◆ **Given request a**:
Rewrite the part of the records that opens with their first line and closes with the line containing "354 265 L 353" as a Markdown table with the columns Row and Record line. Give each line its own numbered row, skip blank lines, and leave the pictures out.

+++ Page text +++

As it turns out, this problem for Bi-OT seems larger than it really is. Intuitively, an answer like (2) expresses incomplete information, and to take this into account in Bi-OT (or in any other analysis of Quantity implicatures) we should allow for alternative interpretations in the table that have partial information. It can be shown that if we take the alternative interpretations to be such partial information states, what Bi-OT ends up with is the pragmatic interpretation function called ‘Grice’ in various (joint) papers of Schulz and Van Rooij (e.g. Schulz & Van Rooij, 2006). In these papers it is claimed that Grice implements the Gricean maxim of Quality and the first maxim of Quantity, and it is shown that in terms of it (together with an additional assumption of competence) we can account for many conversational implicatures, including the ones of (1) and (2).

1.2 A Bi-OT analysis of Horn's division

Bi-OT can also account for Horn's division of pragmatic labor — according to which an (un)marked expression (morphologically complex and less lexicalized) typically gets an (un)marked interpretation — which Horn (1984) claimed to follow from the interaction between both Gricean submaxims of Quantity, and the maxims of Relation and Manner. To illustrate, consider the following well-known example:

  1. John killed the sheriff.
  2. John caused the sheriff to die.

+++

◆ **Given request b**:
In the page text, what name do Schulz and Van Rooij give to the pragmatic interpretation function that Bi-OT ends up with?

+++ Provided records +++

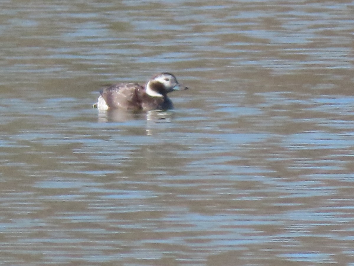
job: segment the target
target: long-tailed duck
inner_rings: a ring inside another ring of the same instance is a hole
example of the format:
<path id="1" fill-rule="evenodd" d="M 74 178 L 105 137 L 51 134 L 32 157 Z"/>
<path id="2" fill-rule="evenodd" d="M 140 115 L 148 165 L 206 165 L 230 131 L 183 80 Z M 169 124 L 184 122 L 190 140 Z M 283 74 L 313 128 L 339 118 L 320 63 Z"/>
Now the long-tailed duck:
<path id="1" fill-rule="evenodd" d="M 137 83 L 119 83 L 102 88 L 93 107 L 102 110 L 120 108 L 145 111 L 172 109 L 173 105 L 167 94 L 188 88 L 179 83 L 172 74 L 161 73 L 149 80 L 145 86 Z"/>

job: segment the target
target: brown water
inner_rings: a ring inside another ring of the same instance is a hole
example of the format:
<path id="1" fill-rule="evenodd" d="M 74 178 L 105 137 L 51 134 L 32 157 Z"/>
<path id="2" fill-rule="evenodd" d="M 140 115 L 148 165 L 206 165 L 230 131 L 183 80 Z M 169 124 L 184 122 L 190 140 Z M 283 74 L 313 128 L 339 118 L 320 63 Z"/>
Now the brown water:
<path id="1" fill-rule="evenodd" d="M 354 265 L 353 14 L 0 2 L 0 264 Z M 91 108 L 160 71 L 174 112 Z"/>

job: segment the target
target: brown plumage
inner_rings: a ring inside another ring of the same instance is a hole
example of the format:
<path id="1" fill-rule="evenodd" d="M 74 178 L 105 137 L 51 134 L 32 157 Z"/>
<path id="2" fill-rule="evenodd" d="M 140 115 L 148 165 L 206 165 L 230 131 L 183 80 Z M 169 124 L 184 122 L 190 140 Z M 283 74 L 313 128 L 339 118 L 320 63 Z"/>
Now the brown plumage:
<path id="1" fill-rule="evenodd" d="M 167 94 L 188 88 L 178 83 L 172 74 L 162 73 L 149 80 L 144 86 L 137 83 L 119 83 L 106 87 L 94 106 L 133 111 L 167 110 L 173 108 Z"/>

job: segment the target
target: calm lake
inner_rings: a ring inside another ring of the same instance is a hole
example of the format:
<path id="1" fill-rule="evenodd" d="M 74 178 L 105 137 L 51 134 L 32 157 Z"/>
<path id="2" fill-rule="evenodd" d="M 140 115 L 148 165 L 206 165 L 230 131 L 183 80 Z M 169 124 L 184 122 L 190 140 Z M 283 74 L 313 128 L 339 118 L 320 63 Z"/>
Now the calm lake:
<path id="1" fill-rule="evenodd" d="M 354 266 L 353 14 L 0 1 L 0 264 Z M 92 108 L 166 71 L 173 111 Z"/>

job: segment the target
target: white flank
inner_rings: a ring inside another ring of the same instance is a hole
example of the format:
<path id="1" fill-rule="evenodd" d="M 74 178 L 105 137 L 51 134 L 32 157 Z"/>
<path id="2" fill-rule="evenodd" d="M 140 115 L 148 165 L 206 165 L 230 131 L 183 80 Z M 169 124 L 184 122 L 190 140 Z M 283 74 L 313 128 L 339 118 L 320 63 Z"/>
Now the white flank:
<path id="1" fill-rule="evenodd" d="M 100 110 L 106 111 L 108 110 L 109 108 L 104 99 L 102 97 L 102 95 L 100 95 L 97 101 L 97 109 Z"/>

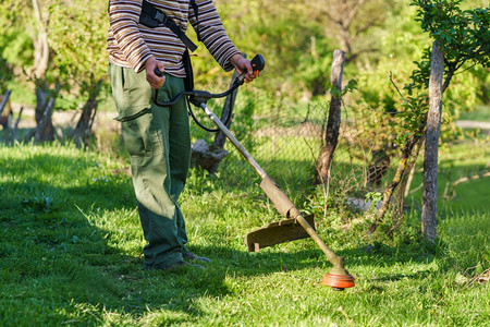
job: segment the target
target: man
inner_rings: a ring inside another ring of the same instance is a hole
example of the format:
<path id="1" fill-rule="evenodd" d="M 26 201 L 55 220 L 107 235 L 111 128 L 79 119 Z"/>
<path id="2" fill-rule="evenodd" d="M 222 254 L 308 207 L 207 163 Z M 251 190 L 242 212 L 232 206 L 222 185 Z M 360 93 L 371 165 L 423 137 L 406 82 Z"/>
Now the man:
<path id="1" fill-rule="evenodd" d="M 185 222 L 177 204 L 191 161 L 186 99 L 171 107 L 158 107 L 151 101 L 154 89 L 158 89 L 159 101 L 169 101 L 184 90 L 182 56 L 186 46 L 182 36 L 163 24 L 140 24 L 145 22 L 140 20 L 142 7 L 148 8 L 148 3 L 183 33 L 189 22 L 225 71 L 235 68 L 238 73 L 246 72 L 245 82 L 256 76 L 250 62 L 228 37 L 212 0 L 110 0 L 109 74 L 148 242 L 143 250 L 144 266 L 172 269 L 189 266 L 186 261 L 209 259 L 185 247 Z M 157 68 L 164 72 L 163 76 L 155 73 Z"/>

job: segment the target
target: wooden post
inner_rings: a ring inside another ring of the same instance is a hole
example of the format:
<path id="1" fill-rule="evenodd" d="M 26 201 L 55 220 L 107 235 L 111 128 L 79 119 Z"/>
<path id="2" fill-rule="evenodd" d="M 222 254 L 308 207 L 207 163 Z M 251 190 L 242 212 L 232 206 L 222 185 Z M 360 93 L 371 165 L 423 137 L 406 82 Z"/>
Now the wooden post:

+++

◆ **Written reply a**:
| Row | Record line |
|---|---|
| 1 | job: segment the target |
| 2 | target: long-tailed duck |
| 3 | inner_rings: a ring inside another ring of the same instance is a hole |
| 4 | example of the format: |
| 5 | <path id="1" fill-rule="evenodd" d="M 74 178 L 105 137 L 51 134 L 32 157 Z"/> |
| 6 | <path id="2" fill-rule="evenodd" d="M 140 115 L 148 165 L 206 165 L 230 131 L 183 80 Z M 169 124 L 184 122 L 190 140 Z M 283 74 L 313 128 L 339 118 L 320 63 Z"/> |
| 7 | Now the long-tailed duck: |
| 8 | <path id="1" fill-rule="evenodd" d="M 137 83 L 119 83 L 102 88 L 93 107 L 102 110 L 120 108 L 145 111 L 172 109 L 173 105 L 167 94 L 188 88 L 179 83 L 172 74 L 161 73 L 149 80 L 145 86 Z"/> |
| 9 | job: segment the target |
| 10 | target: brown water |
| 11 | inner_rings: a ring inside another ring of the same instance is a hole |
| 12 | example of the format: |
| 13 | <path id="1" fill-rule="evenodd" d="M 74 178 L 105 137 L 51 134 L 32 157 Z"/> |
| 14 | <path id="2" fill-rule="evenodd" d="M 140 115 L 148 165 L 206 165 L 230 131 L 183 80 Z M 169 124 L 184 122 L 190 140 Z M 283 74 L 313 128 L 339 118 L 320 63 Z"/> |
| 15 | Now the brown water: |
| 16 | <path id="1" fill-rule="evenodd" d="M 354 265 L 353 14 L 0 2 L 0 264 Z M 91 108 L 160 71 L 174 112 Z"/> |

◆ **Written reply b**:
Grice